(Pointing dataset records)
-*-*-

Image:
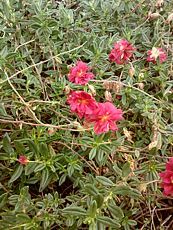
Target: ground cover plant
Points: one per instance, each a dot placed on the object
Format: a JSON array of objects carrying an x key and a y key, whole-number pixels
[{"x": 86, "y": 114}]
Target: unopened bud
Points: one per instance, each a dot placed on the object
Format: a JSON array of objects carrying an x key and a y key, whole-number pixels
[
  {"x": 108, "y": 96},
  {"x": 141, "y": 85},
  {"x": 170, "y": 18},
  {"x": 92, "y": 90},
  {"x": 153, "y": 15}
]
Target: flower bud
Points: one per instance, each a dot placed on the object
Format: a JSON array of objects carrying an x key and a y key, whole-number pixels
[
  {"x": 170, "y": 18},
  {"x": 108, "y": 96}
]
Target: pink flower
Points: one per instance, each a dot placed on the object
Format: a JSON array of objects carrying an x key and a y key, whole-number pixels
[
  {"x": 121, "y": 52},
  {"x": 167, "y": 178},
  {"x": 156, "y": 53},
  {"x": 105, "y": 117},
  {"x": 80, "y": 74},
  {"x": 81, "y": 103},
  {"x": 23, "y": 160}
]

-*-*-

◆ SET EXERCISE ◆
Omit the pictures. Output every record above word for word.

◆ WRITTEN RESPONSE ◆
Image:
Target: ground cover plant
Points: one per instance, each a dot placed on the object
Format: a JSON array of objects carrying an x key and a y key, whole-number pixels
[{"x": 86, "y": 114}]
Target: unopened bud
Points: one per instance, each a dot placed on the object
Format: a JSON array of objects carrying an x key and a y key, whole-number pixels
[
  {"x": 108, "y": 96},
  {"x": 141, "y": 85},
  {"x": 170, "y": 18},
  {"x": 92, "y": 90},
  {"x": 153, "y": 15}
]
Target: flower bud
Points: one per instance, each a dot placed on the object
Format: a JSON array of objects carrying an x key and a y key, whole-number pixels
[
  {"x": 170, "y": 18},
  {"x": 108, "y": 96}
]
Target: pink flower
Points: one per instance, each a dot placed on the object
Format: a JSON array of objects carrying an x key and a y key, whole-number pixels
[
  {"x": 121, "y": 52},
  {"x": 167, "y": 178},
  {"x": 156, "y": 53},
  {"x": 105, "y": 117},
  {"x": 80, "y": 74},
  {"x": 81, "y": 103},
  {"x": 23, "y": 160}
]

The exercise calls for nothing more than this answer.